A fazer
Indique se cada afirmação concorda com o texto sobre o cinema de super-herói, respondendo sim ou não e citando literalmente as palavras do texto que decidem a resposta: 1. Os musicais da Era de Ouro hollywoodiana ajudaram a impulsionar o mito glorificador do país. 2. Rambo é citado como exemplo de musical. 3. Aos super-filmes coube o período anterior ao 11 de setembro.
------ Texto fornecido ------
Lois Lane (Rachel Brosnahan) e Clark Kent (David Corenswet) em cena de Superman | Imagem: Reprodução
Lois Lane (Rachel Brosnahan) e Clark Kent (David Corenswet) em cena de Superman | Imagem: Reprodução

O cinema de super-herói é o gênero cinematográfico hegemônico dos nossos tempos. Esse lugar já foi ocupado pelo cinema musical, por filmes de guerra e outras instâncias de longas americanos, sempre em retroalimentação com o zeitgeist vigente no território estadunidense. Os glamourosos musicais da Era de Ouro hollywoodiana (como Agora Seremos Felizes, de Vincente Minnelli) ajudaram a impulsionar o mito glorificador do país, que atravessava o trauma das guerras mundiais ao mesmo tempo, em que ostentava os ganhos econômicos do evento. Segundo Kellner (2001) [1], os filmes de guerra com figuras hiper másculas dos anos 70 e 80 (como Rambo, de Ted Kotcheff) eram reações às derrotas dos EUA na Guerra do Vietnã e do masculino clássico pela revolução sexual. Aos super-filmes, coube o pós 11 de setembro e o cinismo que se desenhou no mundo pela ampliação dos meios de comunicação em massa.
------ Trecho de origem ------
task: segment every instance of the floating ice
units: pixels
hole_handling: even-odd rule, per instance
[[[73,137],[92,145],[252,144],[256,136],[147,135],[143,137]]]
------
Resultado da tarefa
1. Sim: "Os glamourosos musicais da Era de Ouro hollywoodiana (como Agora Seremos Felizes, de Vincente Minnelli) ajudaram a impulsionar o mito glorificador do país"
2. Não: "os filmes de guerra com figuras hiper másculas dos anos 70 e 80 (como Rambo, de Ted Kotcheff)"
3. Não: "Aos super-filmes, coube o pós 11 de setembro"